Excerpt –
## Start

You are viewing a plain text version of this content. The canonical link for it is here.
Posted to j-dev@xerces.apache.org by "TAMURA, Kent (JIRA)" <xe...@xml.apache.org> on 2006/03/01 17:53:38 UTC
[jira] Commented: (XERCESJ-1126) Regular Expressions starting with
"." in non-XML Schema mode use wrong first character optimization
[ http://issues.apache.org/jira/browse/XERCESJ-1126?page=comments#action_12368312 ]
TAMURA, Kent commented on XERCESJ-1126:
---------------------------------------
> I think it should unconditionally return FC_ANY for DOT
That's correct. We should apply the following:
Index: src/org/apache/xerces/impl/xpath/regex/Token.java
===================================================================
--- src/org/apache/xerces/impl/xpath/regex/Token.java (revision 382072)
+++ src/org/apache/xerces/impl/xpath/regex/Token.java (working copy)
@@ -437,20 +437,8 @@
}
return FC_TERMINAL;
- case DOT: // ****
- if (isSet(options, RegularExpression.SINGLE_LINE)) {
- return FC_CONTINUE; // **** We can not optimize.
- } else {
- return FC_CONTINUE;
- /*
- result.addRange(0, RegularExpression.LINE_FEED-1);
- result.addRange(RegularExpression.LINE_FEED+1, RegularExpression.CARRIAGE_RETURN-1);
- result.addRange(RegularExpression.CARRIAGE_RETURN+1,
- RegularExpression.LINE_SEPARATOR-1);
- result.addRange(RegularExpression.PARAGRAPH_SEPARATOR+1, UTF16_MAX);
- return 1;
- */
- }
+ case DOT:
+ return FC_ANY;
case RANGE:
if (isSet(options, RegularExpression.IGNORE_CASE)) {
> Regular Expressions starting with "." in non-XML Schema mode use wrong first character optimization
> ---------------------------------------------------------------------------------------------------
>
> Key: XERCESJ-1126
> URL: http://issues.apache.org/jira/browse/XERCESJ-1126
> Project: Xerces2-J
> Type: Bug
> Versions: 2.7.1
> Reporter: Martin Probst
>
> The following Java snippet prints "not matched", but should print "matched".

## End

Aim of the exercise –
Can you return everything in the Xerces bug comment from "You are viewing" down to "src/org/apache/xerces/impl/xpath/regex/Token.java (working copy)", copied word for word?

Data lines –

## Start

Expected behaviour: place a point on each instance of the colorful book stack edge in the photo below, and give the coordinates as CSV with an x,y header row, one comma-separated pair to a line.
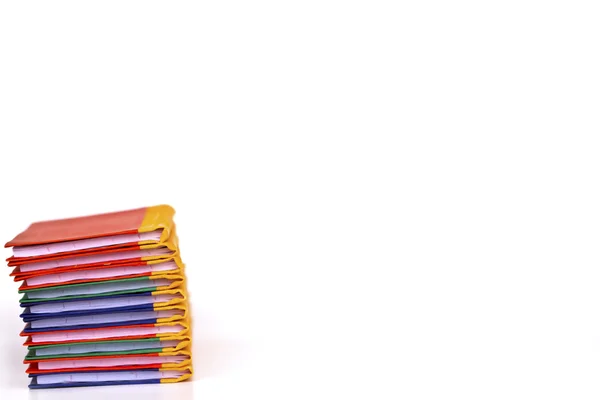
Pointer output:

## End

Reply to the task –
You are viewing a plain text version of this content. The canonical link for it is here.
Posted to j-dev@xerces.apache.org by "TAMURA, Kent (JIRA)" <xe...@xml.apache.org> on 2006/03/01 17:53:38 UTC
[jira] Commented: (XERCESJ-1126) Regular Expressions starting with
"." in non-XML Schema mode use wrong first character optimization
[ http://issues.apache.org/jira/browse/XERCESJ-1126?page=comments#action_12368312 ]
TAMURA, Kent commented on XERCESJ-1126:
---------------------------------------
> I think it should unconditionally return FC_ANY for DOT
That's correct. We should apply the following:
Index: src/org/apache/xerces/impl/xpath/regex/Token.java
===================================================================
--- src/org/apache/xerces/impl/xpath/regex/Token.java (revision 382072)
+++ src/org/apache/xerces/impl/xpath/regex/Token.java (working copy)